- [TEXT PASSAGE]
— START —

Introduction to Interference

by Richard Neifeld, Ph.D, Neifeld IP Law, PC, Arlington VA. (1)

I.      Introduction

Interference law is an area of U.S. patent law with which all patent practitioners should be familiar at least to the extent necessary to provide useful advice. This paper provides an overview of interference law and practice toward that end. In sequence, this paper defines interference, explores the consequences of the holding in Winter v. Fujita including (1) apparent limitation on interference proceedings and (2) how and why to avoid interference proceedings.

II.     Definition of Interference

In this paper, I distinguish between interference and an interference proceeding. Interference is a condition precedent to declaration of an interference proceeding.

Interference is defined by a synthesis of statute, case law, and rule. The relevant statutory section is 35 USC 135(a), which states in pertinent part that:

Whenever an application is made for a patent which, in the opinion of the Director, would interfere with any pending application, or with any unexpired patent, an interference [sic; interference proceeding] may be declared.... [Bold and italics added for emphasis; interpolation supplied.]

Thus, the statute leaves the criteria under which an application and either another application and/or patent interfere to "the opinion of the Director." Those criteria were the subject of the holding in Winter v. Fujita, 53 USPQ2d 1234 (PTOBPAI 1999)(expanded panel consisting of Stoner, Chief APJ, McKelvey, SeniorAPJ, and Schafer, Lee, and Torczon, trial section APJs)(opinion by SAPJ McKelvey), wherein the expanded panel stated that:

      Resolution of an interference-in-fact issue involves a two-way patentability analysis. The claimed invention of Party A is presumed to be prior art vis-a-vis Part B and vice versa. The claimed invention of Party A must anticipate or render obvious the claimed invention of Part B and the claimed invention of Party B must anticipate or render obvious the claimed invention of Party A. When the two-way analysis is applied, then regardless of who ultimately prevails on the issue of priority, the Patent and Trademark Office (PTO) assures itself that it will not issue two patents to the same patentable invention.

— END —

- [SET TASK A] Identify each line in the records that contains the string "chandelier", treating uppercase and lowercase as different, and copy those lines.
The text and the records are separate material with no connection to each other.

[Object point labels]
— START —

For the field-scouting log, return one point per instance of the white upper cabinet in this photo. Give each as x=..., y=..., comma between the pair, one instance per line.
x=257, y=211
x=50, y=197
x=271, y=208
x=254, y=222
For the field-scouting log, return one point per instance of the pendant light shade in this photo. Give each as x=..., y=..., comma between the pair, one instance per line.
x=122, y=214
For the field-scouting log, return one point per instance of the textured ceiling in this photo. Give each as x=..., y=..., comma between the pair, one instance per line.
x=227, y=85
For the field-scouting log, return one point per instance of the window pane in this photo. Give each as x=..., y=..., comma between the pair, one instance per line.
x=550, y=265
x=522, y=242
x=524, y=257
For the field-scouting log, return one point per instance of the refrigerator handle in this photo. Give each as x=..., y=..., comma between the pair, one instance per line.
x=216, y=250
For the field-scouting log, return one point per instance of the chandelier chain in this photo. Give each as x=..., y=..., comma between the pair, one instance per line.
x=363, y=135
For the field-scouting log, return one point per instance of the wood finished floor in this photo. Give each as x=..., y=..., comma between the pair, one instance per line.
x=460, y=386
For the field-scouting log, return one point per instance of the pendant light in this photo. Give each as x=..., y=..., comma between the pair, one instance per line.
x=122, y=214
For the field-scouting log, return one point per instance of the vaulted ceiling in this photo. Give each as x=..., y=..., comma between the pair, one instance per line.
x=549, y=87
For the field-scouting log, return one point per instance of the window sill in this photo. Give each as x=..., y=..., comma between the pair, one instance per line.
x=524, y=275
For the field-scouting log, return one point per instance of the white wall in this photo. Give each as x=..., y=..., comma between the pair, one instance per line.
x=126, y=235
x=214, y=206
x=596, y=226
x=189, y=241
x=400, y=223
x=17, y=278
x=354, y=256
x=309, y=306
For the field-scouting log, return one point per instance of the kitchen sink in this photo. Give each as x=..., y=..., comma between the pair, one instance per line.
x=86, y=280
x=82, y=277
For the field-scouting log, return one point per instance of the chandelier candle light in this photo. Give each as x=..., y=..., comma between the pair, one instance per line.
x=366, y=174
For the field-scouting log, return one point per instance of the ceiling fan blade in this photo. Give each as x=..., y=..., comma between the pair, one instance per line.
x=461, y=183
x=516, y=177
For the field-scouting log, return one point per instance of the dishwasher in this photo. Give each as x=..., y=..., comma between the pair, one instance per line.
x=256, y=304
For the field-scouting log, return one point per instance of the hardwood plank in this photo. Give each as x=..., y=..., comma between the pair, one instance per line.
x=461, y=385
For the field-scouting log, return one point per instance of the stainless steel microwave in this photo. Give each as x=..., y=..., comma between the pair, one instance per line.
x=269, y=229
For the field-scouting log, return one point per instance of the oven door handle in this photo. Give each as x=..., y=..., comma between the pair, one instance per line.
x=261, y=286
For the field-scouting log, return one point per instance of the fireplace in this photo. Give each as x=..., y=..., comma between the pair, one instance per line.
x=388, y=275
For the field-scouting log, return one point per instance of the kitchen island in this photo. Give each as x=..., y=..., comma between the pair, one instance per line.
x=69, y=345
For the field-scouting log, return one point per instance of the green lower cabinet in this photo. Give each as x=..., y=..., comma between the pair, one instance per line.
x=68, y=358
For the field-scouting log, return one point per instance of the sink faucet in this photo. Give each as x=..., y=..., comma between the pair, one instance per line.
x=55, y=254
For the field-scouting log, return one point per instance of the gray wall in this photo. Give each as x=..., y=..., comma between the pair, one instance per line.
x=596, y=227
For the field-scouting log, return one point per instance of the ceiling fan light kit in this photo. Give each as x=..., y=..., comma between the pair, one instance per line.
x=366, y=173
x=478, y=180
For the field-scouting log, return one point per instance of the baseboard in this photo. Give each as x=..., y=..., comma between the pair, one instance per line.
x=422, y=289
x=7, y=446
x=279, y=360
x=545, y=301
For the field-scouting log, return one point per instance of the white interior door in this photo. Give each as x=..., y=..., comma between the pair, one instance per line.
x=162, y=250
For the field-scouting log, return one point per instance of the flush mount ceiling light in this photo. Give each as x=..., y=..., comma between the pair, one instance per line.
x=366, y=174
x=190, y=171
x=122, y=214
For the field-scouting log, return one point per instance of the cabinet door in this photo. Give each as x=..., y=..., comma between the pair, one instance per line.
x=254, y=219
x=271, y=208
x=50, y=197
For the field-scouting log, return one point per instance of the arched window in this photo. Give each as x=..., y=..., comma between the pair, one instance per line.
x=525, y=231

— END —

- [SET TASK B] In the introduction to interference law, which statutory section is given as the relevant one for defining interference?

- [COMPLETE ANSWER A]
For the field-scouting log, return one point per instance of the chandelier chain in this photo. Give each as x=..., y=..., comma between the pair, one instance per line.
For the field-scouting log, return one point per instance of the chandelier candle light in this photo. Give each as x=..., y=..., comma between the pair, one instance per line.

- [COMPLETE ANSWER B] 35 USC 135(a)